=== VORLIEGENDER TEXT ===
Frankfurt/Main

Eine Institution geht

Händedruck zum Abschied: Dieter Graumann dankt Brigitte Steinmetz. Foto: Rafael Herlich

Wir schreiben das Jahr 1980: Der Bundeskanzler heißt Helmut Schmidt, »Die Grünen« werden gegründet, Dauerwelle, Schul- terpolster und Stulpen sind in – und Brigitte Steinmetz hat ihren ersten Arbeitstag in der I. E. Lichtigfeld-Schule in Frankfurt. Die Schule war noch in den Gemeinderäumen an der Freiherr-vom-Stein-Straße untergebracht. »Klein und beschaulich war es damals«, erinnert sich die Musik- und Kunstlehrerin. 90 Kinder zählte die Grundschule.

»In den Pausen hat unser Sicherheitsmann, Herr Berg, die Schüler im Hof beaufsichtigt. Und das Kollegium hat konferiert, Kaffeeklatsch gehalten oder gestrickt«, erinnert sich Steinmetz. Sie selbst versuchte, Iwrit zu lernen. Das habe allerdings »so im Vorbeigehen« nicht geklappt. »Und der Religionslehrer, Herr Daum, war zu beschäftigt, um sich mehr Zeit für mich zu nehmen«, erzählt die 66-Jährige.

Wortschatz Später wiederum habe sie selbst nicht mehr die Muße dazu gefunden. Trotzdem hat sich Steinmetz, die sich nach 32 Arbeitsjahren an der Lichtigfeld-Schule nun in den Ruhestand verabschiedet, einen beachtlichen Wortschatz erarbeitet. Nicht allein deshalb, weil die Chorleiterin sich alle hebräischen Liedertexte hat übersetzen lassen. Was sie nicht versteht, singt sie nicht – und unterrichtet sie nicht. »Denn das sollte man aus der Zeit des Nationalsozialismus gelernt haben: Dass man kein Lied herausposaunt, ohne zu wissen, was man da eigentlich singt«, betont Steinmetz.

Nicht nur bei diesem Thema hat die Lehrerin, die am 29. Juni ihren letzten Schultag hat, ihre Prinzipien. Eines ist beispielsweise, dass der Musikraum groß sein muss. Denn Musik bestehe auf drei Ebenen: der theoretischen, der instrumentalen und der Bewegungsebene. Im Idealfall würden alle drei in eine Unterrichtsstunde gepackt.
=== DATENSATZ ===
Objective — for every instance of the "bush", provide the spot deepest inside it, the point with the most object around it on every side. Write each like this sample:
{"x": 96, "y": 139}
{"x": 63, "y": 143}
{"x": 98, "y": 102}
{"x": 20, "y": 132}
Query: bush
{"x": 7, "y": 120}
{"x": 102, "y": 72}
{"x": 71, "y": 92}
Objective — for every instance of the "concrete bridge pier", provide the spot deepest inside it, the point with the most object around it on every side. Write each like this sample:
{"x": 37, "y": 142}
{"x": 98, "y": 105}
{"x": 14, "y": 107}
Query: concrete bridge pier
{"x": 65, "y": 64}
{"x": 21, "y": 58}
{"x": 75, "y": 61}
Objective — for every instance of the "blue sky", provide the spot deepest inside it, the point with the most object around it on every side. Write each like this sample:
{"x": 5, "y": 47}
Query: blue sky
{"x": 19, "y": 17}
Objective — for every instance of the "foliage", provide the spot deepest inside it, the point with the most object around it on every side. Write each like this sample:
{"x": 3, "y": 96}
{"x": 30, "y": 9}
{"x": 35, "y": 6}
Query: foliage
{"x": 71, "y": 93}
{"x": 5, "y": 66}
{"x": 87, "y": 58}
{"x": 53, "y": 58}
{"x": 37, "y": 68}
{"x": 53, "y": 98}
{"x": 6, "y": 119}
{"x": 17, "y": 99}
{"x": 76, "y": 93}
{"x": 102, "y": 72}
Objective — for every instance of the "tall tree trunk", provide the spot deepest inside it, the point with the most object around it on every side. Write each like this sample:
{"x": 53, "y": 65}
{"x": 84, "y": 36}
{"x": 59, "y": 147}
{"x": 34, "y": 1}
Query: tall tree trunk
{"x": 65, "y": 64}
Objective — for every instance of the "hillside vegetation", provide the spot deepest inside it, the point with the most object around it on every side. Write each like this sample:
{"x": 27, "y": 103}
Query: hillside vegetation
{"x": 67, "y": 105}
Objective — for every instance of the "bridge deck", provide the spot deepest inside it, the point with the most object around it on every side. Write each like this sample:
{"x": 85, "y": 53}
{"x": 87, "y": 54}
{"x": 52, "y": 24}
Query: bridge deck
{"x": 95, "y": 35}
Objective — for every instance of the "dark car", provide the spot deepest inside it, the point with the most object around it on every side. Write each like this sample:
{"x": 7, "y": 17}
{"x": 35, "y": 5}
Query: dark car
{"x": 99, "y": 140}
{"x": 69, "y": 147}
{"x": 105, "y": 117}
===
→ AUFGABE A
Prüfen Sie, ob die folgenden Aussagen mit dem Artikel über Brigitte Steinmetz übereinstimmen. Antworten Sie jeweils mit Ja oder Nein und zitieren Sie die entscheidenden Worte des Artikels wörtlich: (i) Steinmetz trat ihre Stelle an der Lichtigfeld-Schule im Jahr 1980 an. (ii) Die Grundschule hatte damals 200 Kinder. (iii) Steinmetz gelang es, nebenbei Iwrit zu lernen.
→ AUFGABE B
Geben Sie den Abschnitt des Artikels über Brigitte Steinmetz wortgetreu wieder, der zwischen „Wir schreiben das“ und „zählte die Grundschule.“ liegt, beide Stellen eingeschlossen.

→ ANTWORT A
(i) Ja: „Wir schreiben das Jahr 1980“ und „Brigitte Steinmetz hat ihren ersten Arbeitstag in der I. E. Lichtigfeld-Schule in Frankfurt“.
(ii) Nein: „90 Kinder zählte die Grundschule.“
(iii) Nein: „Das habe allerdings »so im Vorbeigehen« nicht geklappt.“

→ ANTWORT B
Wir schreiben das Jahr 1980: Der Bundeskanzler heißt Helmut Schmidt, »Die Grünen« werden gegründet, Dauerwelle, Schul- terpolster und Stulpen sind in – und Brigitte Steinmetz hat ihren ersten Arbeitstag in der I. E. Lichtigfeld-Schule in Frankfurt. Die Schule war noch in den Gemeinderäumen an der Freiherr-vom-Stein-Straße untergebracht. »Klein und beschaulich war es damals«, erinnert sich die Musik- und Kunstlehrerin. 90 Kinder zählte die Grundschule.